_Given instruction_
Repeat everything from the line with "Each instance receives one keypoint. Tag the falling" down to the line with "<point>126,82</point>", word for word.
─── Stored data ───
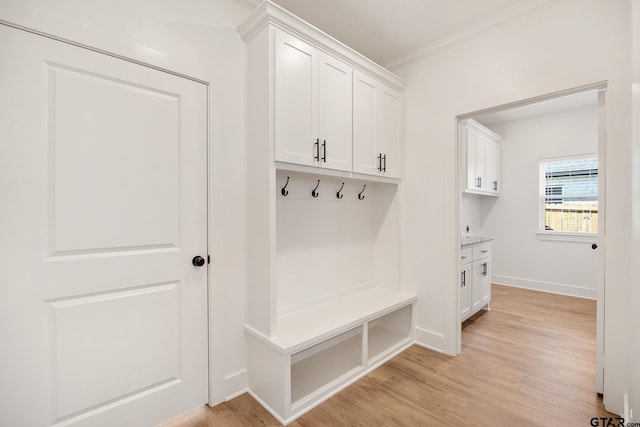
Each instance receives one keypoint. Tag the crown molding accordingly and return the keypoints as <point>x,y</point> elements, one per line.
───
─── Stored data ───
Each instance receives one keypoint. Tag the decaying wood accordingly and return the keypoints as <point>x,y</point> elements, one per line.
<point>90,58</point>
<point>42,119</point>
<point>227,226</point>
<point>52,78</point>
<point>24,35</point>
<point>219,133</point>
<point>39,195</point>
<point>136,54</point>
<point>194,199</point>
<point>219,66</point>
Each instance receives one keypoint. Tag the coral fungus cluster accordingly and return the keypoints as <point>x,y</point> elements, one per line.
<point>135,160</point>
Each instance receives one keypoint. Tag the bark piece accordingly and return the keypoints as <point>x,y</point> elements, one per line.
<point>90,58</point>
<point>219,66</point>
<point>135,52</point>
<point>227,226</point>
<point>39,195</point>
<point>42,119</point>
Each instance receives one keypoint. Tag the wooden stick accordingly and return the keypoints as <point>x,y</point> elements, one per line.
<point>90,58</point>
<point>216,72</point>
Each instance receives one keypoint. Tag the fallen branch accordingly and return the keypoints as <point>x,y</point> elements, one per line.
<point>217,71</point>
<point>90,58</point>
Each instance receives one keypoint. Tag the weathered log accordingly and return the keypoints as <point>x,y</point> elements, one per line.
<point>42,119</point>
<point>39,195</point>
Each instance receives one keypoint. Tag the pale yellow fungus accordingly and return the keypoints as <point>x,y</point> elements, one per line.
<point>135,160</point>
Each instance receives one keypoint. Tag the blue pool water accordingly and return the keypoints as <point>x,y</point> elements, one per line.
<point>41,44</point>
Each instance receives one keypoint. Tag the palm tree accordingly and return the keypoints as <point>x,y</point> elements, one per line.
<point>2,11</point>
───
─── Stored data ───
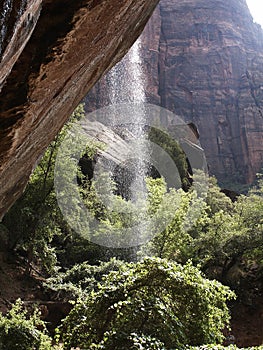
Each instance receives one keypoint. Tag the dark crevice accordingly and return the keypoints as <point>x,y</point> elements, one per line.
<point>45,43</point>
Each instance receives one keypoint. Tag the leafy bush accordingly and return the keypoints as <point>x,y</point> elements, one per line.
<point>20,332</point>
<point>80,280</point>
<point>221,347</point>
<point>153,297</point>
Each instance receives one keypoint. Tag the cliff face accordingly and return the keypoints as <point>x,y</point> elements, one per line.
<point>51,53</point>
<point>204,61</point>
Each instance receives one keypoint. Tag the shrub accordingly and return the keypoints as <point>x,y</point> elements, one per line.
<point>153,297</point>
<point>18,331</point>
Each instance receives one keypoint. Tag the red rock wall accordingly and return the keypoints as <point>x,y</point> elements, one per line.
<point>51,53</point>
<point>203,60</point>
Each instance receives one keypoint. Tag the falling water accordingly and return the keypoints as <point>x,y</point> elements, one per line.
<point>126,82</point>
───
_Solution for this exercise_
Each instance receives one keypoint. Tag the falling water accordingly and return the keypoints as <point>x,y</point> elements, one per line.
<point>126,82</point>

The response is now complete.